** BEGIN TEXT BLOCK **

Alert Using Same Key-Card Three or More Times in a One Hour Period

The clean solution for Alert Using Same Key-Card Three or More Times in a One Hour Period is to group times by employee name, convert each time to minutes, sort each employee's list, and check every length-three window. If the difference between the first and third time is at most 60 minutes, that employee must be included. This works because any valid alert can be detected by three consecutive sorted swipes.

Problem Statement

In LeetCode 1604, each key-card record gives a worker name and a same-day access time in "HH:MM" format. You need to find every worker whose card was used at least three times during any one-hour span, then return those names in lexicographical order.

The main challenge is not counting total swipes, but detecting a tight local cluster of times for the same person. A worker with many accesses spread across the day should not trigger an alert, while three nearby timestamps like 10:00, 10:40, and 11:00 should, because the first and third swipe still fall inside a 60-minute window.

** END TEXT BLOCK **

• [WRITTEN INSTRUCTION]: Can you rewrite the paragraph of the key-card alert text that begins "The main challenge is not counting" more briefly, keeping its main facts? The data after this point isn't needed.

** BEGIN SUPPLIED INFORMATION **

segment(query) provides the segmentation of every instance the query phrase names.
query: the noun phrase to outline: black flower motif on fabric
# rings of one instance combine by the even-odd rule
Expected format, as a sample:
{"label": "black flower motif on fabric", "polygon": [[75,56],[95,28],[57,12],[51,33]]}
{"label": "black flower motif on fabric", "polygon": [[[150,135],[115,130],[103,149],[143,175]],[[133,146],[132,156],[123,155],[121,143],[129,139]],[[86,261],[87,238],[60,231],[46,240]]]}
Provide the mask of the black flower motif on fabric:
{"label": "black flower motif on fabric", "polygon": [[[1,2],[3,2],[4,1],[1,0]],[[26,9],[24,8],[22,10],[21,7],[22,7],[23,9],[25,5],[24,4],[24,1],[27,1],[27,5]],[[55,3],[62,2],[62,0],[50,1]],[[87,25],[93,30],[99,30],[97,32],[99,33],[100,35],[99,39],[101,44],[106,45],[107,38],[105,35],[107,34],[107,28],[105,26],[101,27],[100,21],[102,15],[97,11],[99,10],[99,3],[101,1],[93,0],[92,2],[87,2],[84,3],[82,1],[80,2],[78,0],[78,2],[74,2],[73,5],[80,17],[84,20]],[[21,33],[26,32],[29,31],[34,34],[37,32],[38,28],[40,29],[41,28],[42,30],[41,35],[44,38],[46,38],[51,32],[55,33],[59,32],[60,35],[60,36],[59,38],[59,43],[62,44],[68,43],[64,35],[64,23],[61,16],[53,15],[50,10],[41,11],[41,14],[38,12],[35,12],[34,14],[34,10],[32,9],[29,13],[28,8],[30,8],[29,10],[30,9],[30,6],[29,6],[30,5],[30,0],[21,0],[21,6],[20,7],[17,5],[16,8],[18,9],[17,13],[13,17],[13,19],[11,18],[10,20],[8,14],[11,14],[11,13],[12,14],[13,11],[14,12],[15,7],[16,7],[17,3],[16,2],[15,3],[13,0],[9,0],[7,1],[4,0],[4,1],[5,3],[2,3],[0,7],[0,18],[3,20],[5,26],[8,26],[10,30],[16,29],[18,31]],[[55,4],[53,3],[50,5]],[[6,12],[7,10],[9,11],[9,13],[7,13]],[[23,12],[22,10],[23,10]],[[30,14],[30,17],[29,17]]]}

** END SUPPLIED INFORMATION **

• [WRITTEN SOLUTION]: The difficulty is spotting a tight cluster of one person's times, not counting total swipes. Many accesses spread across the day should not trigger an alert. Three nearby times such as 10:00, 10:40, and 11:00 should, since the first and third fall within a 60-minute window.